■ PROBLEM STATEMENT ■
Output every line of the entries from the line containing "Label every small" through the last, exactly, with no other content.

■ DATA ■
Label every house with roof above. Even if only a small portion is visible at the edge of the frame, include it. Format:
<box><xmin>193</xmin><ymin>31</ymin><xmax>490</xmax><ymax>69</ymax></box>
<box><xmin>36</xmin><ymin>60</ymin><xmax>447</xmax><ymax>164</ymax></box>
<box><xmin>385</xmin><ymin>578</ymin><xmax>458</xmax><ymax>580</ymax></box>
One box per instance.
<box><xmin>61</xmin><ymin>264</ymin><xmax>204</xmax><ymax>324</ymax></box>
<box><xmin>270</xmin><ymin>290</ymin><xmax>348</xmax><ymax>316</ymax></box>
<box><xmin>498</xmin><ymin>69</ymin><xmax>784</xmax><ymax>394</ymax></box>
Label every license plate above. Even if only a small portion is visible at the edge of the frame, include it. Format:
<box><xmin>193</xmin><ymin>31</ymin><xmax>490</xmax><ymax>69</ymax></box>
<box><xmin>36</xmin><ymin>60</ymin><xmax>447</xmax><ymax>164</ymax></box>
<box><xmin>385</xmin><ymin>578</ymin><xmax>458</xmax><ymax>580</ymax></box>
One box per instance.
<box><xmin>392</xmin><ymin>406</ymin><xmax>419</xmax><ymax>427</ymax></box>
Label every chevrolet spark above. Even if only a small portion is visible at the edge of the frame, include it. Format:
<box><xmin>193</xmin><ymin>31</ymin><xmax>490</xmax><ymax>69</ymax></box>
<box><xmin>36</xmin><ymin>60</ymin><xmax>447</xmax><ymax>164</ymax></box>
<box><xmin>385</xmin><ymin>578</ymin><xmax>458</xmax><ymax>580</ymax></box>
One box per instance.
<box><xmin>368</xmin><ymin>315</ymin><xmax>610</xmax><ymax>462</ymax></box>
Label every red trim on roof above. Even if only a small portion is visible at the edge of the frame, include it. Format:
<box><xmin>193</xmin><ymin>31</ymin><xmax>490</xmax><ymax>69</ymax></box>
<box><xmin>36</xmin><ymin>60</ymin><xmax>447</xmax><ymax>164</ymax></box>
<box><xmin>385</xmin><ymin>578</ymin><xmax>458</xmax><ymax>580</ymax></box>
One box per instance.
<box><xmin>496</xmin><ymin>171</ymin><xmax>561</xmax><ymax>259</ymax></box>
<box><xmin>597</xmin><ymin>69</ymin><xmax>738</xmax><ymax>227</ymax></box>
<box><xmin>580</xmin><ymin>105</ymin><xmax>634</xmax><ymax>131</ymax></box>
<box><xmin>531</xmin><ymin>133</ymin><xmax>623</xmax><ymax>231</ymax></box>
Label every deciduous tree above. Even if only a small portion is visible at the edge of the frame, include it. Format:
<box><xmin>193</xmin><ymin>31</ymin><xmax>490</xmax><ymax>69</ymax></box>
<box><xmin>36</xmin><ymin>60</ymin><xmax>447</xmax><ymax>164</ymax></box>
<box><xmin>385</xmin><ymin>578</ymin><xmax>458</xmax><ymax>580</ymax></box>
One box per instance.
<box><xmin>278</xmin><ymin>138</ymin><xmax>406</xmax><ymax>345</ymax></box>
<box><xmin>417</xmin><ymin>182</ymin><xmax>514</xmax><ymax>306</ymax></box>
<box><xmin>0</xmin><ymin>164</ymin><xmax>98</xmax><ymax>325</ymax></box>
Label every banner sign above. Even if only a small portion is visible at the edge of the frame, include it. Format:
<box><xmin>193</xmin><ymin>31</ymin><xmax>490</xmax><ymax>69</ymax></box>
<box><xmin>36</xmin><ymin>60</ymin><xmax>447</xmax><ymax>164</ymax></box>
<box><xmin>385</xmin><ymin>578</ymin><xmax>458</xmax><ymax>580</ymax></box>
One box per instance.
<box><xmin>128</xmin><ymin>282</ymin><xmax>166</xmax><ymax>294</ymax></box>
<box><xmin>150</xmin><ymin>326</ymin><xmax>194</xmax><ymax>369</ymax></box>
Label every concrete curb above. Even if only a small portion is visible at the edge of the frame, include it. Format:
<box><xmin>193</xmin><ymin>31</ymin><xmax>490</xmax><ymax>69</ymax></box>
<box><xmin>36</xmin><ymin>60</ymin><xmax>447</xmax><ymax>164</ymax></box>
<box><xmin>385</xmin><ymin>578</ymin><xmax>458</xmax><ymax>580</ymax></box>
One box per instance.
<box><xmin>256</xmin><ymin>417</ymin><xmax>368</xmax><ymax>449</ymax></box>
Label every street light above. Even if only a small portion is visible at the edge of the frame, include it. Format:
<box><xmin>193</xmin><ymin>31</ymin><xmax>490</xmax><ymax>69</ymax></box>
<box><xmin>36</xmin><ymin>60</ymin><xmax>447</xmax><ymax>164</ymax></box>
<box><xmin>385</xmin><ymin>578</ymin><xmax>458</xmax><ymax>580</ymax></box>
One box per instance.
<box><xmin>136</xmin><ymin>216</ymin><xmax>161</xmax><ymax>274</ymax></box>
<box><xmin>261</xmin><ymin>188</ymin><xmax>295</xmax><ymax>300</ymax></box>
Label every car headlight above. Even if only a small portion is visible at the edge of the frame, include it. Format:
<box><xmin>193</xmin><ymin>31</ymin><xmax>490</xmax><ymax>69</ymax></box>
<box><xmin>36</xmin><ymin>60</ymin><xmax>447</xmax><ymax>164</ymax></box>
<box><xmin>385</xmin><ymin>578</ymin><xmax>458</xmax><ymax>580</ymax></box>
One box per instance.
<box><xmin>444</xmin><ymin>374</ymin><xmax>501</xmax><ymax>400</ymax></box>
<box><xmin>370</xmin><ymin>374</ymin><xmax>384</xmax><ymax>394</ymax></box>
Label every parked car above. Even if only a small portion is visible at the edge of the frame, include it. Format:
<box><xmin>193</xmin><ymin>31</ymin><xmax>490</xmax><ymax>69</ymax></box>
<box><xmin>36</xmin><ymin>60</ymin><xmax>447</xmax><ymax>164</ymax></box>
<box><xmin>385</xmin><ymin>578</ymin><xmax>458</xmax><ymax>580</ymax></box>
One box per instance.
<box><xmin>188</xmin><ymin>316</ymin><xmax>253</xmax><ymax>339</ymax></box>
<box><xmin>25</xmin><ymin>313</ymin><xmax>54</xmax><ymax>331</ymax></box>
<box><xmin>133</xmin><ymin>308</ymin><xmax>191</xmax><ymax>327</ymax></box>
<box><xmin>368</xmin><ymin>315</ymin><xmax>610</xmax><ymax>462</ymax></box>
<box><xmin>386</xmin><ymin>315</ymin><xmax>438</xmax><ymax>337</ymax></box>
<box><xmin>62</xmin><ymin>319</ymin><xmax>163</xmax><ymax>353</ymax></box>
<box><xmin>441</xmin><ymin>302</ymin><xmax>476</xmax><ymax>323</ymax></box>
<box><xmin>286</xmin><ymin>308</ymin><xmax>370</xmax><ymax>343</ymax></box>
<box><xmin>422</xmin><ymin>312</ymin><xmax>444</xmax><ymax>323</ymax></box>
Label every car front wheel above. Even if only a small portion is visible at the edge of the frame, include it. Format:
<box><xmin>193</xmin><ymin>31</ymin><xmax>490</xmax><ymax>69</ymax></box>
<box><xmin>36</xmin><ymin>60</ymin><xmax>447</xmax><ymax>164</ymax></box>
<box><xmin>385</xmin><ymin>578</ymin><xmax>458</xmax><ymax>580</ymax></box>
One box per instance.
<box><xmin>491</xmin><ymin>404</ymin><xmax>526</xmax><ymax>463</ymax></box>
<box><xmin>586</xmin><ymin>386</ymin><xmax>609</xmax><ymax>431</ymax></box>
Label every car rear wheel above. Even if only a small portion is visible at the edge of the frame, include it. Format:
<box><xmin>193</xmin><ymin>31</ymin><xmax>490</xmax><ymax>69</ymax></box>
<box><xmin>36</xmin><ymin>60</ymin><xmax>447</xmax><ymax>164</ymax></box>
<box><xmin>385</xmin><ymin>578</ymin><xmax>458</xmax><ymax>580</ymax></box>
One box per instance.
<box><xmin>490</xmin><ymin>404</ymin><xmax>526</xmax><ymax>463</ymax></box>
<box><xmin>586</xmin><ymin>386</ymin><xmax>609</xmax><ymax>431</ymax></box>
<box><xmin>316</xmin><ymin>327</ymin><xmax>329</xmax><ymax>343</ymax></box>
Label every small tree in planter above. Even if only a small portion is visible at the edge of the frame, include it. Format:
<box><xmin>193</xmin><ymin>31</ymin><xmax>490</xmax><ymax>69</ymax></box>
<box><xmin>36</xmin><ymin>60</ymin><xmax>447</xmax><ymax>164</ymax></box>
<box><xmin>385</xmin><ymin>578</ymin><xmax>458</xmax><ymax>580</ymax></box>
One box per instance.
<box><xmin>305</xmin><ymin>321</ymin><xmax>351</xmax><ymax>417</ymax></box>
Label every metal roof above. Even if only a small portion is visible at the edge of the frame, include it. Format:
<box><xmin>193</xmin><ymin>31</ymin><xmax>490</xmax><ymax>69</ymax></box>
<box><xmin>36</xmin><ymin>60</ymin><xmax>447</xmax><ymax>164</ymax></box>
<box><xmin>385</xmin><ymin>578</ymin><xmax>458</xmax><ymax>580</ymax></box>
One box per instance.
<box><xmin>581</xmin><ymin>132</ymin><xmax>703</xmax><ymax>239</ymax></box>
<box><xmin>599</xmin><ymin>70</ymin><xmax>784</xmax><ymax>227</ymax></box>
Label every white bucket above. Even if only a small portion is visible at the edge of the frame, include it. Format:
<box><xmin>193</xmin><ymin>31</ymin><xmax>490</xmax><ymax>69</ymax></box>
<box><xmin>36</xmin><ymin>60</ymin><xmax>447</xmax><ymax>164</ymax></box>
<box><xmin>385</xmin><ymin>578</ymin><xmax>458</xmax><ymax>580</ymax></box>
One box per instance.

■ RESULT FOR THIS TASK ■
Label every small tree in planter above. Even if only a small portion is visible at the edge of the frame, include it. Format:
<box><xmin>193</xmin><ymin>31</ymin><xmax>490</xmax><ymax>69</ymax></box>
<box><xmin>36</xmin><ymin>60</ymin><xmax>447</xmax><ymax>164</ymax></box>
<box><xmin>385</xmin><ymin>578</ymin><xmax>458</xmax><ymax>580</ymax></box>
One box per instance.
<box><xmin>305</xmin><ymin>321</ymin><xmax>351</xmax><ymax>417</ymax></box>
Label every metal roof above. Even if only a small portion is visible at the edge of the frame, include it. Format:
<box><xmin>193</xmin><ymin>31</ymin><xmax>490</xmax><ymax>69</ymax></box>
<box><xmin>36</xmin><ymin>60</ymin><xmax>447</xmax><ymax>164</ymax></box>
<box><xmin>385</xmin><ymin>578</ymin><xmax>458</xmax><ymax>580</ymax></box>
One box per instance.
<box><xmin>581</xmin><ymin>132</ymin><xmax>703</xmax><ymax>239</ymax></box>
<box><xmin>599</xmin><ymin>70</ymin><xmax>784</xmax><ymax>227</ymax></box>
Label every white bucket above. Even if only a small portion is visible at the edge of the frame, include it. Format:
<box><xmin>193</xmin><ymin>31</ymin><xmax>490</xmax><ymax>69</ymax></box>
<box><xmin>36</xmin><ymin>60</ymin><xmax>447</xmax><ymax>164</ymax></box>
<box><xmin>385</xmin><ymin>578</ymin><xmax>458</xmax><ymax>580</ymax></box>
One box per instance.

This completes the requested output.